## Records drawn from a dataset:
+ + +
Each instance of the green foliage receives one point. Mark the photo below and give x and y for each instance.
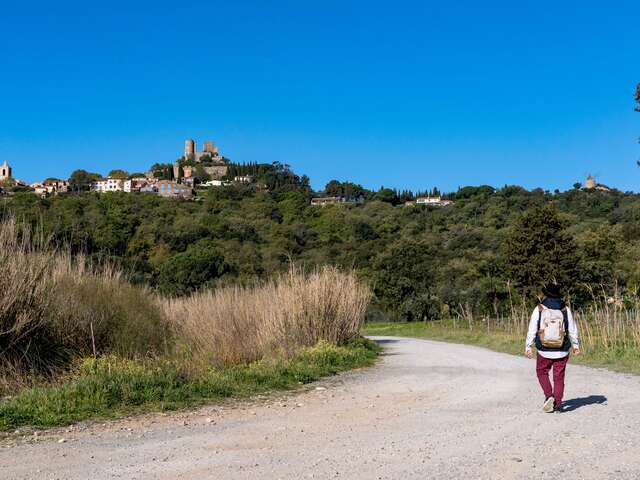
(109, 387)
(346, 189)
(162, 171)
(120, 174)
(594, 237)
(405, 279)
(80, 180)
(196, 268)
(539, 250)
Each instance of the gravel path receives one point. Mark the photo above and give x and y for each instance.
(428, 410)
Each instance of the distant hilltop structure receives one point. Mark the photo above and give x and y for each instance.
(5, 171)
(209, 151)
(591, 184)
(213, 164)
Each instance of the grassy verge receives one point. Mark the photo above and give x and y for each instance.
(618, 358)
(109, 387)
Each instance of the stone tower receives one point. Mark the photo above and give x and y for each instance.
(209, 147)
(189, 149)
(5, 171)
(590, 183)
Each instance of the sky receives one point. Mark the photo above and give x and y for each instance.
(403, 94)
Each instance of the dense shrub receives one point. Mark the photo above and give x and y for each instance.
(55, 308)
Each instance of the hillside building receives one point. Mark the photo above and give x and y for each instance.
(209, 151)
(591, 184)
(433, 201)
(104, 185)
(168, 188)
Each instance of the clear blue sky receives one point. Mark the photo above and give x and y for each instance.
(406, 94)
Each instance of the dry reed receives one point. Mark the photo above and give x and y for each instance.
(54, 308)
(243, 324)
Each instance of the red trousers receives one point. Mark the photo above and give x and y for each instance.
(543, 365)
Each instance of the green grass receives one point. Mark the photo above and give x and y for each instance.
(618, 358)
(109, 387)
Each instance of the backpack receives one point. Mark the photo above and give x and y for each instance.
(551, 327)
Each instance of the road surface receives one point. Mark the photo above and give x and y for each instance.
(428, 410)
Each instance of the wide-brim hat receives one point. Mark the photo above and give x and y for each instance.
(552, 290)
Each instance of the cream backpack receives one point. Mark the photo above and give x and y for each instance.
(551, 329)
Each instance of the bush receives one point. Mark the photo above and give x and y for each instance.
(238, 325)
(197, 268)
(55, 308)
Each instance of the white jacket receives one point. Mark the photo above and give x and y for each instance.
(533, 330)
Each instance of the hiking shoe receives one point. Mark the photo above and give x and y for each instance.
(548, 405)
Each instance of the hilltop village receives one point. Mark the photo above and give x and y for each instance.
(195, 171)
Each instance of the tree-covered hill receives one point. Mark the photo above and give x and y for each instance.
(479, 254)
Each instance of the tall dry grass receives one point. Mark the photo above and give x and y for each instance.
(55, 308)
(609, 327)
(293, 310)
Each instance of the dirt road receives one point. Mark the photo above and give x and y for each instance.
(429, 410)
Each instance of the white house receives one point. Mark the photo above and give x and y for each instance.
(109, 184)
(243, 179)
(434, 201)
(215, 183)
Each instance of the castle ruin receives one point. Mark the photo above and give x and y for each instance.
(213, 163)
(209, 151)
(5, 171)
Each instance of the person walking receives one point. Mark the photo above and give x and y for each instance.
(554, 332)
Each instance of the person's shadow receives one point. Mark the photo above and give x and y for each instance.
(575, 403)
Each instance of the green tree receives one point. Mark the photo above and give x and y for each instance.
(386, 195)
(196, 268)
(80, 180)
(404, 280)
(538, 250)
+ + +
## Task goal:
Whatever the records hold apart from pictures should be repeated exactly.

## Solution to the exercise:
Each instance of the green foliage receives one point. Mark the photo below and give x and y for each instance.
(109, 387)
(346, 189)
(162, 171)
(120, 174)
(594, 237)
(405, 279)
(80, 180)
(196, 268)
(539, 250)
Each instance of the gravel path receives one point. Mark the photo above and give x and y for each instance.
(428, 410)
Each instance of the distant hilltop structure receives one point. Mark the photo above and give x and y for each instance.
(5, 171)
(209, 151)
(591, 184)
(213, 164)
Each instance of the grassy verge receives one point. Mark the photo above and give x and y for each instance.
(618, 358)
(109, 387)
Each instance of the stone tower receives one point. Mark the photo above and give x and y for each instance.
(209, 147)
(189, 149)
(5, 171)
(590, 183)
Each instance of the sky receives one point. Mark the photo above and give x and y for each instance.
(403, 94)
Each instance of the dense shrub receives one point. Mark the photo above and give x and y for each instance.
(55, 308)
Each instance of the hillside building receives one point. Mark the photo above and give x and y for each instance.
(209, 151)
(591, 184)
(433, 201)
(104, 185)
(168, 188)
Each instance of the clear blue sky receives one point. Mark the photo above and give x and y for each instance.
(406, 94)
Each instance of the dry reed receives one point. Mark the photo above and give x and y for each instance.
(54, 308)
(243, 324)
Each instance of the red trousers receives one point. Mark the photo above and give x and y for each instance.
(543, 365)
Each instance of the green grass receives one point. Mark the photo above and give x and y for each instance.
(618, 358)
(109, 387)
Each instance of the backpack receives one point. Mark the photo above and give x and y for each instance.
(551, 327)
Each instance of the road surface receives one point. Mark the photo above and give x and y for each instance.
(428, 410)
Each instance of the wide-brim hat receives one point. Mark the photo above and give x and y for each instance.
(552, 290)
Each instance of the cream backpack receives one point. Mark the photo above and give x and y for each instance.
(551, 329)
Each instance of the bush receives one point. Mark the photo above and give x and y for each instance.
(238, 325)
(197, 268)
(55, 308)
Each instance of the white jacket receives one point. Mark the photo above and give x and y for each instance.
(533, 330)
Each instance of the hiking shoe receives one point. Mark the photo above and give x and y for each instance.
(548, 405)
Each instance of the hilltop village receives one point. Mark the photo above and give x and y for each instance.
(195, 171)
Each instance of the tree-covered hill receives one point. Mark the photo above and give x and y for each instance.
(479, 254)
Each instance of the tall dry grass receives one point. Mark the photo above and give x and y for each instance.
(55, 308)
(609, 327)
(293, 310)
Each instance of the dirt road receives one point. Mark the photo above and give x and y for each instance.
(429, 410)
Each instance of the white house receives one point. Mark the photo above and give x and y for each instance.
(109, 184)
(243, 179)
(434, 201)
(215, 183)
Each instance of the castle ruin receives one point. Mark the photo above and give x and y for each instance.
(213, 163)
(209, 151)
(5, 171)
Each instance of the person walking receives one point. Mark the photo above and give x and y for each instance.
(554, 332)
Each instance of the person's shadow receives one point. Mark the photo above and give x and y for each instance.
(575, 403)
Each instance of the green tree receives one point. Mark the photo above and give x and y for each instance.
(386, 195)
(196, 268)
(80, 180)
(404, 280)
(538, 250)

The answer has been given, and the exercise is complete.